▸ **About this exercise**: The pictures get left out, but everything else in the listing below must be duplicated exactly.

▸ **Working data**:
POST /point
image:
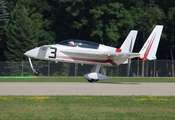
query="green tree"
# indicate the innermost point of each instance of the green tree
(4, 18)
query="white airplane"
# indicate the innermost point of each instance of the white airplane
(85, 52)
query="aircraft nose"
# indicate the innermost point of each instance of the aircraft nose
(32, 52)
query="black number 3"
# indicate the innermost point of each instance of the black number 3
(53, 52)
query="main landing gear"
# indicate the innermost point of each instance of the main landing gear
(35, 72)
(95, 75)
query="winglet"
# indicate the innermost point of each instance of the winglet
(149, 49)
(129, 42)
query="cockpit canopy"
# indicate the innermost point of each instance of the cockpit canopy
(79, 43)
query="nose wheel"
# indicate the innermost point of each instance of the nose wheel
(35, 72)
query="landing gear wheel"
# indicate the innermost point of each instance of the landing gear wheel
(36, 72)
(90, 80)
(93, 80)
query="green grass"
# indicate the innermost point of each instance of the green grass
(87, 108)
(81, 79)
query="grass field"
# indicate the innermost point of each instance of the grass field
(87, 108)
(81, 79)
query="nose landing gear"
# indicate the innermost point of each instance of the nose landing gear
(35, 72)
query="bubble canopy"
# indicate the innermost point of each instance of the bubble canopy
(79, 43)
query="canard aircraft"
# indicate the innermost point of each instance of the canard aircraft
(85, 52)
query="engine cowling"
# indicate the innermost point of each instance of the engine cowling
(93, 77)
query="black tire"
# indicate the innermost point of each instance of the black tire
(90, 81)
(36, 72)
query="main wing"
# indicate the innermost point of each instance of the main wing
(115, 58)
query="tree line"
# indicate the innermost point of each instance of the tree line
(30, 23)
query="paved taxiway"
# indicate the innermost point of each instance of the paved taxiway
(66, 88)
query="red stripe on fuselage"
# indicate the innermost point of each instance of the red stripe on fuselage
(84, 59)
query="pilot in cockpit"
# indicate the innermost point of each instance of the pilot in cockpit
(71, 43)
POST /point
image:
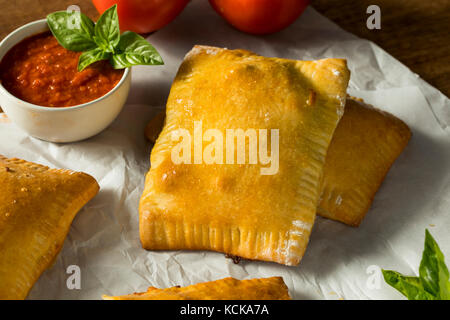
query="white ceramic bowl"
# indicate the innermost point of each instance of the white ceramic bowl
(67, 124)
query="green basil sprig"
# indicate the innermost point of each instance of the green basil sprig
(102, 40)
(433, 280)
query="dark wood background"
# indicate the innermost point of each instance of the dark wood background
(416, 32)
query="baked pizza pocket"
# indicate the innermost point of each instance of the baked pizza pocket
(37, 206)
(224, 289)
(365, 145)
(199, 199)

▸ **Output of the task**:
POST /point
image:
query="green tree"
# indicate the innermost point of each instance of the green tree
(4, 18)
query="white airplane"
# indicate the innermost point of each instance of the white airplane
(85, 52)
query="aircraft nose"
# indicate the innermost point of each instance of the aircraft nose
(32, 52)
query="black number 3"
# indicate the innermost point of each instance of the black number 3
(53, 52)
query="main landing gear"
# indicate the innermost point of each instance of the main landing gear
(35, 72)
(95, 75)
query="winglet"
# indicate the innermost point of each instance of the winglet
(149, 49)
(129, 42)
query="cockpit canopy"
# indicate the innermost point of each instance of the cockpit canopy
(79, 43)
query="nose wheel"
# indicate the innermost point of each instance of the nose wheel
(35, 72)
query="landing gear wheel"
# indicate the innermost point of each instance of the landing gear wheel
(36, 72)
(90, 80)
(93, 80)
query="green grass"
# indicate the innermost point of each instance of the green grass
(87, 108)
(81, 79)
query="grass field"
# indicate the innermost point of each instance of the grass field
(87, 108)
(81, 79)
query="nose landing gear"
# indicate the innermost point of each instance of the nose landing gear
(35, 72)
query="bubble canopy"
# indicate the innermost point of each instance of the bubble canopy
(79, 43)
query="canard aircraft"
# indicate the innermost point of each instance of the canard aircraft
(85, 52)
query="engine cowling"
# indicate the innermost point of each instance of the engine cowling
(93, 77)
query="black tire"
# indicate the innermost point of each instance of the black tire
(90, 81)
(36, 72)
query="main wing"
# indicate the innermost point of each instance of the main wing
(115, 58)
query="tree line"
# indicate the innermost point of each instance of the tree line
(30, 23)
query="paved taxiway"
# indicate the innermost point of each instance of the paved taxiway
(66, 88)
query="red stripe on fuselage"
# indicate the innermost point of each instance of the red stripe on fuselage
(84, 59)
query="pilot in cockpit"
# indicate the innermost point of each instance of the pilot in cockpit
(71, 43)
POST /point
image:
query="white ceramic bowl"
# indicate the innermost point of each instance of the white ceramic bowl
(67, 124)
query="green basil sprig"
# indicate the innermost point of each instance of the green basil sprig
(102, 40)
(433, 280)
query="dark wood background"
# indicate the innermost point of each instance of the dark wood background
(416, 32)
query="baked pizza pocket"
# indicate the innermost point of each instance of the baked pizza pocket
(37, 206)
(224, 289)
(365, 145)
(199, 199)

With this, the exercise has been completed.